DATASET EXTRACT:
■ ■ ■

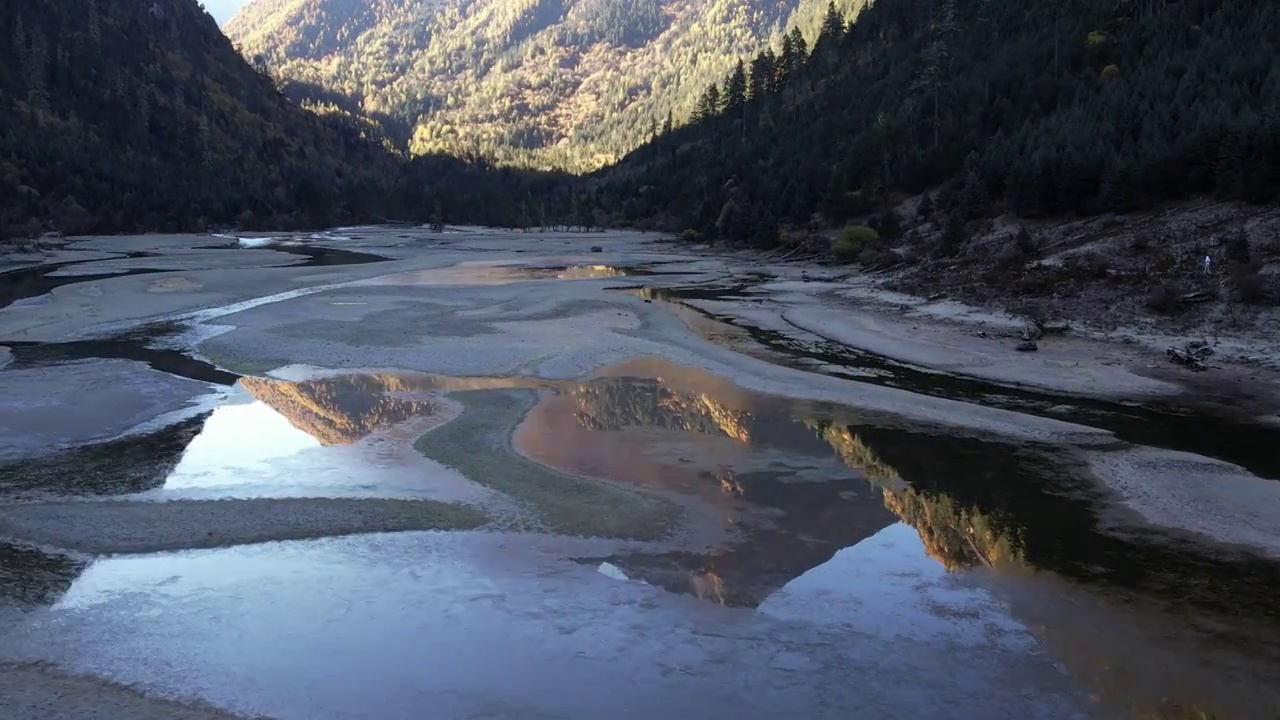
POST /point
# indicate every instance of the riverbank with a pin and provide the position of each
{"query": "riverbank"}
(653, 429)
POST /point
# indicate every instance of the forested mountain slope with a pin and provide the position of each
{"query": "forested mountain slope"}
(1038, 108)
(572, 83)
(123, 115)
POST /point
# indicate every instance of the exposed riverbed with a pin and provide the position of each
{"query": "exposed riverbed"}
(497, 474)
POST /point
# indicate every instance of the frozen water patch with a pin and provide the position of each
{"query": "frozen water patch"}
(485, 625)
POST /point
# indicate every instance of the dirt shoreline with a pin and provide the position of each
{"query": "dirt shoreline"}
(1125, 363)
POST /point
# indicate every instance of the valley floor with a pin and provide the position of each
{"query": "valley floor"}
(513, 477)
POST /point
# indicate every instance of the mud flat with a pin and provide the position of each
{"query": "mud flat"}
(497, 474)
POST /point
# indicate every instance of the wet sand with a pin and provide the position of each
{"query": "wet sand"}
(727, 483)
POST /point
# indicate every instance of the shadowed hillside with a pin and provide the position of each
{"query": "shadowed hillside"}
(571, 83)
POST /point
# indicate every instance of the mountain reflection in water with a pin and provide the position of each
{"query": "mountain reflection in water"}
(831, 513)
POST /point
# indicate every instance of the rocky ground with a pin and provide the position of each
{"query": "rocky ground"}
(448, 350)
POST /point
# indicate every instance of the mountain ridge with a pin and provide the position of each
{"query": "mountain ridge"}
(568, 83)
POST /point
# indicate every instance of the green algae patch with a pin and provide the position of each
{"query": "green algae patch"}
(478, 443)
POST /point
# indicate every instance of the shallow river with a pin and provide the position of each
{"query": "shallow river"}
(648, 538)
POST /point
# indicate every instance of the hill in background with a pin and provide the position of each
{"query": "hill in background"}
(124, 115)
(571, 83)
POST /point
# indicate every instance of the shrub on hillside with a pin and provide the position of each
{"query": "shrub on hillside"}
(1237, 249)
(853, 241)
(1251, 286)
(1165, 300)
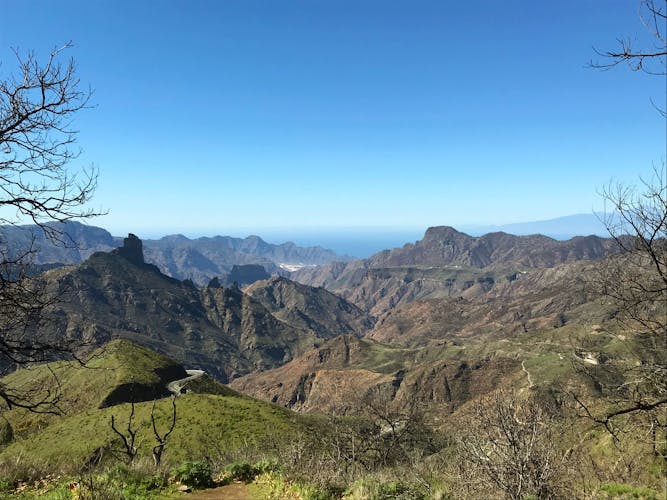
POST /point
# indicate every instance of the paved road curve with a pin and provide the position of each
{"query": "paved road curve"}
(176, 386)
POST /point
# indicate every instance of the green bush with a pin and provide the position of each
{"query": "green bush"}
(241, 471)
(195, 474)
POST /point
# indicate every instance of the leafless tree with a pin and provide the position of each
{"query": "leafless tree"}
(635, 281)
(651, 58)
(510, 444)
(129, 439)
(37, 185)
(162, 440)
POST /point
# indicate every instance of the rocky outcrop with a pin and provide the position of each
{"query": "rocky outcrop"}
(311, 308)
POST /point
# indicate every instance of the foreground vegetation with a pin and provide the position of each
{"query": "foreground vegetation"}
(527, 441)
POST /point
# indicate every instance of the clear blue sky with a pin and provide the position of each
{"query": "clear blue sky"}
(221, 117)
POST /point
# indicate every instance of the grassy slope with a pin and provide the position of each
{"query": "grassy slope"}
(214, 421)
(206, 425)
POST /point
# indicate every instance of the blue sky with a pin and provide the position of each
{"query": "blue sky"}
(232, 117)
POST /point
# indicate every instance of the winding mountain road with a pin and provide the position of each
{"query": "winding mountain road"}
(176, 386)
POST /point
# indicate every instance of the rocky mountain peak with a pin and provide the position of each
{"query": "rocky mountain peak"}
(132, 249)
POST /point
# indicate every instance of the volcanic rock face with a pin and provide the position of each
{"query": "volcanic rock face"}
(132, 250)
(310, 308)
(447, 263)
(221, 330)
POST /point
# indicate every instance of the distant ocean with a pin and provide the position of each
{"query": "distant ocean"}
(354, 243)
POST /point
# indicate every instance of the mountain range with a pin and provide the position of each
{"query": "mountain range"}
(198, 260)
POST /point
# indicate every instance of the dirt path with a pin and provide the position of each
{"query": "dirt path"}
(234, 491)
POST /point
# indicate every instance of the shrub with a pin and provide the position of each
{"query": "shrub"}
(241, 471)
(195, 474)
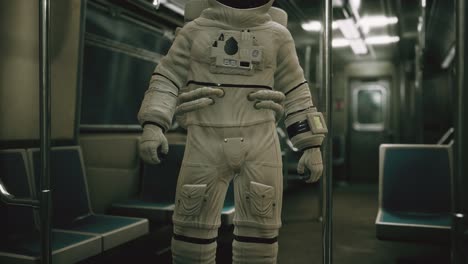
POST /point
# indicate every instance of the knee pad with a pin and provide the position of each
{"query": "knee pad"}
(254, 250)
(187, 250)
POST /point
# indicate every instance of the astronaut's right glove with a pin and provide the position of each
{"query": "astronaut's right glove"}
(152, 139)
(312, 160)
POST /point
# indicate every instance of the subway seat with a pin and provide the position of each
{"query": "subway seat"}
(414, 193)
(157, 191)
(71, 203)
(19, 234)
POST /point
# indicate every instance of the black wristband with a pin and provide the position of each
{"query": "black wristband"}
(311, 147)
(153, 123)
(298, 128)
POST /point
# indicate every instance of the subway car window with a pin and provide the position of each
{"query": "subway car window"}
(119, 57)
(233, 131)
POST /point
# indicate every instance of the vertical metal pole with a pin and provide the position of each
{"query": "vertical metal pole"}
(327, 224)
(460, 141)
(45, 110)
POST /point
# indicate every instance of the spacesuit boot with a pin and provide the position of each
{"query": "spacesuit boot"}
(231, 73)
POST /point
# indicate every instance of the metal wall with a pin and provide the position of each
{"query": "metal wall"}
(19, 69)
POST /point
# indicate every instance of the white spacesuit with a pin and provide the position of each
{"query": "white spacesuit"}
(229, 73)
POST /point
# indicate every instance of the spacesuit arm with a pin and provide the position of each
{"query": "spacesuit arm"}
(160, 99)
(305, 125)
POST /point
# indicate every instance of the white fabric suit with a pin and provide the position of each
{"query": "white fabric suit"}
(240, 51)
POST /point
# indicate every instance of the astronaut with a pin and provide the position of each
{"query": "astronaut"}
(229, 76)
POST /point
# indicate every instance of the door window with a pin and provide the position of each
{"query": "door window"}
(369, 104)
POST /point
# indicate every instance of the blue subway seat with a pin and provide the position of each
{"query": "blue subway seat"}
(157, 192)
(70, 199)
(414, 197)
(20, 241)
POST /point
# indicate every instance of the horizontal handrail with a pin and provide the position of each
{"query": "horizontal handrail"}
(10, 199)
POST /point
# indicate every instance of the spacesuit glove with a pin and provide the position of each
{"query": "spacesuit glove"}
(152, 138)
(312, 160)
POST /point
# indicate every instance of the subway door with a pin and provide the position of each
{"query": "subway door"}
(368, 127)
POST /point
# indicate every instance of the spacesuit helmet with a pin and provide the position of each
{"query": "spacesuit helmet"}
(244, 4)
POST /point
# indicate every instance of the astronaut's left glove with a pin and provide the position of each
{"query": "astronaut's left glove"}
(153, 144)
(312, 160)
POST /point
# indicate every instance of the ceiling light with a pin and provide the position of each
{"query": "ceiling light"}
(340, 43)
(382, 40)
(358, 46)
(348, 28)
(314, 25)
(449, 58)
(172, 6)
(377, 40)
(355, 4)
(377, 21)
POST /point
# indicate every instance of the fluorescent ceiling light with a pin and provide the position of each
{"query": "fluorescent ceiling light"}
(355, 4)
(358, 46)
(377, 40)
(382, 40)
(314, 25)
(377, 21)
(449, 58)
(179, 10)
(348, 28)
(340, 43)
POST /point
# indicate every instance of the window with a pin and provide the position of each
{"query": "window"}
(120, 55)
(369, 108)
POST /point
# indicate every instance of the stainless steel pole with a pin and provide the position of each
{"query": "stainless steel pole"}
(45, 113)
(460, 141)
(327, 224)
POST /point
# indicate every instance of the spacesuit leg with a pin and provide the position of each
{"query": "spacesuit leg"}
(258, 197)
(201, 189)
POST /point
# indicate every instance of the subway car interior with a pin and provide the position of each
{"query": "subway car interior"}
(388, 76)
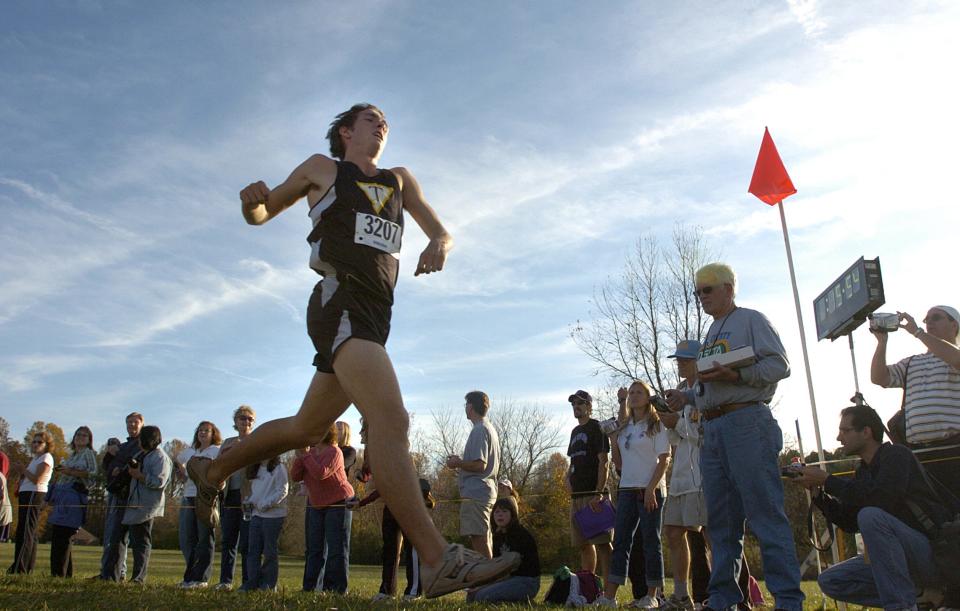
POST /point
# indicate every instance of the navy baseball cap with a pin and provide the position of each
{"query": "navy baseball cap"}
(687, 349)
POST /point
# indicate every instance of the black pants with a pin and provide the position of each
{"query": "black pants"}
(141, 543)
(61, 550)
(393, 543)
(28, 520)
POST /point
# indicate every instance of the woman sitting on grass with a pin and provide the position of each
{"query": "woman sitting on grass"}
(268, 493)
(510, 536)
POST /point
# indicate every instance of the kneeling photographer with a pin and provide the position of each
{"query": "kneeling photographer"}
(930, 415)
(888, 500)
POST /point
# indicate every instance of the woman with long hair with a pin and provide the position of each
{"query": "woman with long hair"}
(150, 473)
(196, 537)
(69, 497)
(234, 530)
(328, 522)
(34, 481)
(349, 452)
(641, 451)
(269, 488)
(509, 535)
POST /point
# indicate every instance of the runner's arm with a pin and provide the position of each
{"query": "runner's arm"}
(259, 204)
(435, 254)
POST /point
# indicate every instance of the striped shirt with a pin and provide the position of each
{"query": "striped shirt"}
(932, 407)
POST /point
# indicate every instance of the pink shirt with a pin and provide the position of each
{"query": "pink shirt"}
(322, 472)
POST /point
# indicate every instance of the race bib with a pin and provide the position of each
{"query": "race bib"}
(375, 232)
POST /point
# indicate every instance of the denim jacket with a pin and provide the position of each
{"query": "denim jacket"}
(146, 499)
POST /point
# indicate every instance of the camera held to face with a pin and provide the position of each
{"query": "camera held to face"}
(886, 323)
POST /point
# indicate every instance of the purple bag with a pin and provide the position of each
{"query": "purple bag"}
(593, 523)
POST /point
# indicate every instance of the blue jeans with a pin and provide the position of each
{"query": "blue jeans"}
(110, 522)
(327, 532)
(141, 542)
(900, 564)
(741, 481)
(264, 542)
(196, 543)
(233, 537)
(631, 515)
(510, 590)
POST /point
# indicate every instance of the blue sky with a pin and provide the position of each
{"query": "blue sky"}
(548, 136)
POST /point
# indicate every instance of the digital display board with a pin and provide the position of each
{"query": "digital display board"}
(849, 299)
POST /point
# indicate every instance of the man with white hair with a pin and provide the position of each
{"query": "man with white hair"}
(931, 398)
(741, 445)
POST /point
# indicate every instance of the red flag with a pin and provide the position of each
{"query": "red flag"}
(770, 181)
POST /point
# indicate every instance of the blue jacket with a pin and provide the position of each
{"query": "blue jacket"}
(146, 499)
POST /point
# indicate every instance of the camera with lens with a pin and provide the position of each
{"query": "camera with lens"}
(880, 321)
(659, 403)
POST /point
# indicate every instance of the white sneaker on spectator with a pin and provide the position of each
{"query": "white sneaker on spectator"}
(461, 568)
(647, 602)
(676, 603)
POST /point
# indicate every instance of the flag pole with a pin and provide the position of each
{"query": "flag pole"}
(806, 358)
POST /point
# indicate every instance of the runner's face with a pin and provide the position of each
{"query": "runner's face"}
(134, 425)
(369, 132)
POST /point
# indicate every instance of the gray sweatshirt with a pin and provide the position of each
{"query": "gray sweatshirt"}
(744, 327)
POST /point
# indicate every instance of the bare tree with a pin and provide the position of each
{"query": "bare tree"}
(640, 315)
(527, 436)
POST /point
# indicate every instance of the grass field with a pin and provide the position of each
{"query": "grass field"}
(40, 591)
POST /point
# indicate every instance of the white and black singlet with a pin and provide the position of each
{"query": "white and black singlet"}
(355, 246)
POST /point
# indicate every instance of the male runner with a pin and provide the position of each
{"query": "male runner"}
(357, 213)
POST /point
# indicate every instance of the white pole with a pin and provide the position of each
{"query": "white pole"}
(803, 346)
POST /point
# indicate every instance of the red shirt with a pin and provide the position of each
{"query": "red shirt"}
(322, 471)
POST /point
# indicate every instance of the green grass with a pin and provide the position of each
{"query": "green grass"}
(40, 591)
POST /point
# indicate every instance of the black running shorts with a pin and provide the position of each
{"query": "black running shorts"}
(338, 310)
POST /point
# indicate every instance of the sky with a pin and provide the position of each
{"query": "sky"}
(547, 135)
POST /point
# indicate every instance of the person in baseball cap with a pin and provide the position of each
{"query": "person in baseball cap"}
(687, 349)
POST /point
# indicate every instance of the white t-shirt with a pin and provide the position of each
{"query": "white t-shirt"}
(639, 453)
(189, 488)
(41, 486)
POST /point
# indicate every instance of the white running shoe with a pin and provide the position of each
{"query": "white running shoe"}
(677, 603)
(461, 568)
(647, 602)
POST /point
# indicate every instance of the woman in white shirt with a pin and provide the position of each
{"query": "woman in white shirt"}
(196, 538)
(269, 486)
(641, 451)
(34, 479)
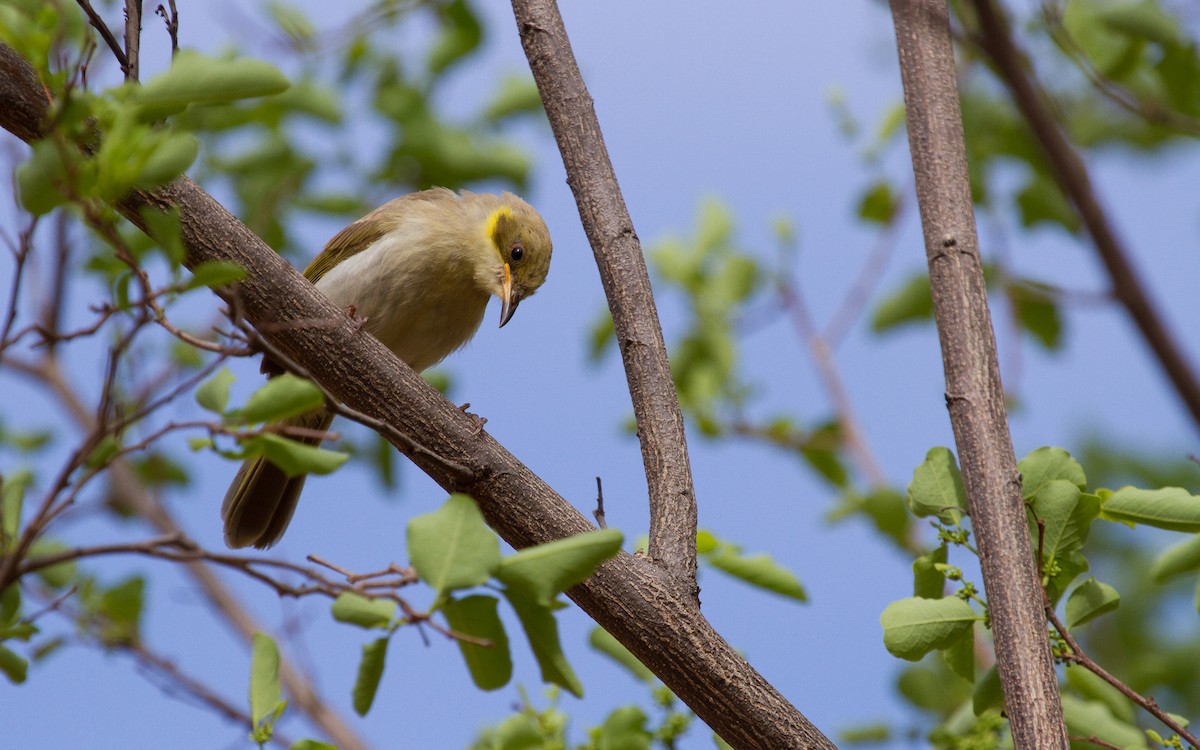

■ ■ ■

WHAT THE EXERCISE ASKS: Count the lines in the material above that contain the string "path", treating case as significant, and give only the resulting number.

COMPLETE ANSWER: 2